### AIM
Lay out the data between the lines holding "Where can the cloud formation be found here?" and "[[404, 277], [327, 249], [322, 299], [216, 244]]", inclusive, as a two-column CSV headed text and answer. Give each text and its answer as one row, with each value in a single quoted field and line breaks replaced by spaces.

### DATA PROVIDED

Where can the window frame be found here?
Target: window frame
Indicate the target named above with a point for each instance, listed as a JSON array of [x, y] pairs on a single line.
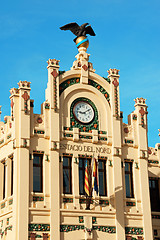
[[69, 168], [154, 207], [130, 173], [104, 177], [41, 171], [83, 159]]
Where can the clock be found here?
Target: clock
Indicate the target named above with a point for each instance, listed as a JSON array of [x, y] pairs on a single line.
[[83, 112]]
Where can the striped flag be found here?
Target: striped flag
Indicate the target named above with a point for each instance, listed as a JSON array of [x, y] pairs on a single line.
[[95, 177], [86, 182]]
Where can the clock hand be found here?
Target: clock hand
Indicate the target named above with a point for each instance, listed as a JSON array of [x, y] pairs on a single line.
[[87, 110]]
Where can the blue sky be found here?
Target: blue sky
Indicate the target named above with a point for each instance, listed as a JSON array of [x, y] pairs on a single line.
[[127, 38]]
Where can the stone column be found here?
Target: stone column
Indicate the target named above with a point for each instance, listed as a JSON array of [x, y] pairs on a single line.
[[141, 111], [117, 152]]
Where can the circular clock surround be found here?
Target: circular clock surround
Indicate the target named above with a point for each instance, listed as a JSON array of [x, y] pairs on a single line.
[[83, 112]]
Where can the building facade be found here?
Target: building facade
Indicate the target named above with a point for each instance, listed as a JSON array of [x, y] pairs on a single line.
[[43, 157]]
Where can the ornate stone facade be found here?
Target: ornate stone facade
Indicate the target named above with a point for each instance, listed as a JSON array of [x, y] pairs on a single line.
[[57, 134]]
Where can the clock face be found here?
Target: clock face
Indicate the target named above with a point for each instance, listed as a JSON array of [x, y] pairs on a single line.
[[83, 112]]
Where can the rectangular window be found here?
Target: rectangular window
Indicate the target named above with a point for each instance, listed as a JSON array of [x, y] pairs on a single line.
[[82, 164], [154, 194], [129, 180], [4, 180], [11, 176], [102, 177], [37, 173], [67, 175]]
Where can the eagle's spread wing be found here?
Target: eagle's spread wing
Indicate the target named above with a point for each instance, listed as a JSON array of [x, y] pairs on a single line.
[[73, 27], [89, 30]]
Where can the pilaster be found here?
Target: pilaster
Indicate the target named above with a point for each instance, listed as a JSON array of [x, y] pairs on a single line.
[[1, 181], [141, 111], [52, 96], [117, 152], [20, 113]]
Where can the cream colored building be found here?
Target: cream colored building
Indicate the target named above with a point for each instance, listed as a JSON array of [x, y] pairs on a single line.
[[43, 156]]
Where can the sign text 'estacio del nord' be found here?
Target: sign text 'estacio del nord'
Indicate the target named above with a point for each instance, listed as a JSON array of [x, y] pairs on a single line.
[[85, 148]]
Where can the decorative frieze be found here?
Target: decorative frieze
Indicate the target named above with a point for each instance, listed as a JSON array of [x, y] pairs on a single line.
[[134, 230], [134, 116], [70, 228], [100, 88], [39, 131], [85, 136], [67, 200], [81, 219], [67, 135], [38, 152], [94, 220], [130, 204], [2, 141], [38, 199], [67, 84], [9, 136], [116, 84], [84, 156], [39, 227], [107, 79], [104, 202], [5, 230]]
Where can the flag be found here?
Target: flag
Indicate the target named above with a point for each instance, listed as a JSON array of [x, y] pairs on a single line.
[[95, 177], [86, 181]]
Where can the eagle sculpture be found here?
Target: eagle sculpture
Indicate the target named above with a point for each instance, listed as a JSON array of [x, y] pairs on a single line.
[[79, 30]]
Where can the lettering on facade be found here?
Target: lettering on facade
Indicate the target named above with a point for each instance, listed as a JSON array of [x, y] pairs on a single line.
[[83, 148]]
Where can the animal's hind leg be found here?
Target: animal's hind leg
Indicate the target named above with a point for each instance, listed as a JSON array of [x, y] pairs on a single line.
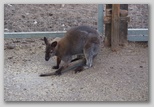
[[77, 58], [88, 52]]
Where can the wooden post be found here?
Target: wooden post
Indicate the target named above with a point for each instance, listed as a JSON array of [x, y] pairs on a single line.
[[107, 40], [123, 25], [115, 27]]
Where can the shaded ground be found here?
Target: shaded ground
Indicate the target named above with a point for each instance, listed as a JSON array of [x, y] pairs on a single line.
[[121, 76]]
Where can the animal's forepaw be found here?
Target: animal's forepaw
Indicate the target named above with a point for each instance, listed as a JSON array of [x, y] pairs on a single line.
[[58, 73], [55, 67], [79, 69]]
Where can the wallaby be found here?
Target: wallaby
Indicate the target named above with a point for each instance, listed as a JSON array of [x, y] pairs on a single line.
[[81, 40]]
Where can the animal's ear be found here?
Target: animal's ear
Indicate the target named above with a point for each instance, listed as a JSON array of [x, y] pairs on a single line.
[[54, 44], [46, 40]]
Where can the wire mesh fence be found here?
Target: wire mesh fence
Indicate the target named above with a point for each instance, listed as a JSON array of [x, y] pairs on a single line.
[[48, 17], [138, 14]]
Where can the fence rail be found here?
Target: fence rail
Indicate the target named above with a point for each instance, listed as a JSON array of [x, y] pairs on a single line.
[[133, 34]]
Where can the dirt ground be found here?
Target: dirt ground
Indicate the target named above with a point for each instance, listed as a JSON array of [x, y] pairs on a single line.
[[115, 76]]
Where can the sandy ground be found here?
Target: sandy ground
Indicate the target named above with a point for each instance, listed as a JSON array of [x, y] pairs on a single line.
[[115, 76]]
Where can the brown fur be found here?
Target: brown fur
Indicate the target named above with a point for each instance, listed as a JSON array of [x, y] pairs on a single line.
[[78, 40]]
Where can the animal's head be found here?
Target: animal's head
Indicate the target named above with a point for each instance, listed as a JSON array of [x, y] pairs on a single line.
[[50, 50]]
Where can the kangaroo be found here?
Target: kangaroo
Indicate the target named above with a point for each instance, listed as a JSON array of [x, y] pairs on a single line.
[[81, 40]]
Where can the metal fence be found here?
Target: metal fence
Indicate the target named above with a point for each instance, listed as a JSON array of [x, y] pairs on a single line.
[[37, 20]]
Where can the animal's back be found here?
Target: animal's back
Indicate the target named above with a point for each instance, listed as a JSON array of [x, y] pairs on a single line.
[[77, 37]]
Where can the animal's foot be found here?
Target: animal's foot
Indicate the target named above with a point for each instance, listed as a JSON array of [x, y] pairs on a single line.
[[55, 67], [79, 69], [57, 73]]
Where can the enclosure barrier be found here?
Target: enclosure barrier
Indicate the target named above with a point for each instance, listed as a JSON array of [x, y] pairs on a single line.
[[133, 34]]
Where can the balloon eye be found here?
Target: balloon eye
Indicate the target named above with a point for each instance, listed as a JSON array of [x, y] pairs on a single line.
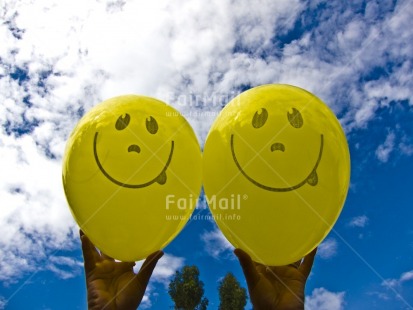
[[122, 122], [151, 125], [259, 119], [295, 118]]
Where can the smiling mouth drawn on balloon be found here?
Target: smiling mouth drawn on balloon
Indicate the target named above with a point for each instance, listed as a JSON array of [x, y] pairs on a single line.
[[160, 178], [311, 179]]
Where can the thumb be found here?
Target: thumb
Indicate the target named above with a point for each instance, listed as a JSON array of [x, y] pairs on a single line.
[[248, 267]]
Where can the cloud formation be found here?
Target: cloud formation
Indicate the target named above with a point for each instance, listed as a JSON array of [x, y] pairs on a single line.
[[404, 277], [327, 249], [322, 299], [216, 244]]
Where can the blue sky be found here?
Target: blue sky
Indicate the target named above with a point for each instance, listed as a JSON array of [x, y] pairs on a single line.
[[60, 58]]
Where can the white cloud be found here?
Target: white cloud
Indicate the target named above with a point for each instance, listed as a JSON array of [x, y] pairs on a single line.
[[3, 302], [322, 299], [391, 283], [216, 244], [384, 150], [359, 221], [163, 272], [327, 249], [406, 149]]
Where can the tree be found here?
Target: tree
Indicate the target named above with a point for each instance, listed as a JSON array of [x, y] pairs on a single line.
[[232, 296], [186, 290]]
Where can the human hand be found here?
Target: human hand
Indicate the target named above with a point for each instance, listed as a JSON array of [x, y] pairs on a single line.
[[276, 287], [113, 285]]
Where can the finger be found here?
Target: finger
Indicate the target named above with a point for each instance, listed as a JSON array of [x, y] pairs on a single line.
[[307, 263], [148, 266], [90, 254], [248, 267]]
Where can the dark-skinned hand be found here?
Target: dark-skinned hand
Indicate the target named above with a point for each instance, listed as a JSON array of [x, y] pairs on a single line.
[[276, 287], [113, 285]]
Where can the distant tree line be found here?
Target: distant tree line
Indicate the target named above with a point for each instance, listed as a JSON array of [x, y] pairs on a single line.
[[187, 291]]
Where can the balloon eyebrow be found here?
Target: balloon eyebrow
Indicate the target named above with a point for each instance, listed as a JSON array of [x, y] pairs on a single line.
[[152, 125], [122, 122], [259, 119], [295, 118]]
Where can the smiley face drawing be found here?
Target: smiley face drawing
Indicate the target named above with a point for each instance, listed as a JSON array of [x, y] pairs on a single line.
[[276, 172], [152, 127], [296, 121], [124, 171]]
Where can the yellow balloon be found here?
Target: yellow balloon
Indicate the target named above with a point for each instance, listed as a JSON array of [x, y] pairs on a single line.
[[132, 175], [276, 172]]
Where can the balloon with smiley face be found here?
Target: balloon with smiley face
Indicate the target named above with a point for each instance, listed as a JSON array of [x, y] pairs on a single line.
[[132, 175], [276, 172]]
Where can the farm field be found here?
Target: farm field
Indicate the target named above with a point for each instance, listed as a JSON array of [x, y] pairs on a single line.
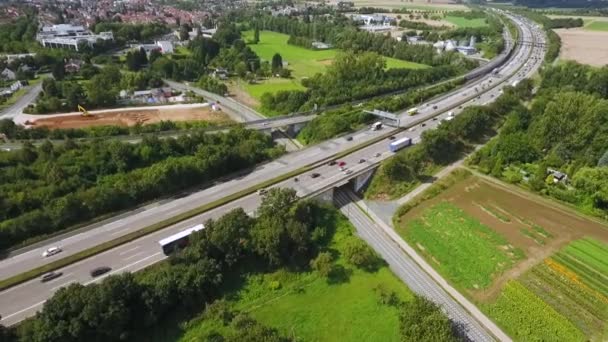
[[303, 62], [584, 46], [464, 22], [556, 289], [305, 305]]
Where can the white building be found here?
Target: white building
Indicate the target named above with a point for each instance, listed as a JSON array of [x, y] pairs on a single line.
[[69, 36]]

### REPLY TO THE TASK
text,answer
"Where can the cloud formation be found here? Target: cloud formation Indicate the target named above with a point for each instance, listed as a JSON array of [x, y] pairs on a single line.","[[404, 277], [327, 249], [322, 299], [216, 244]]"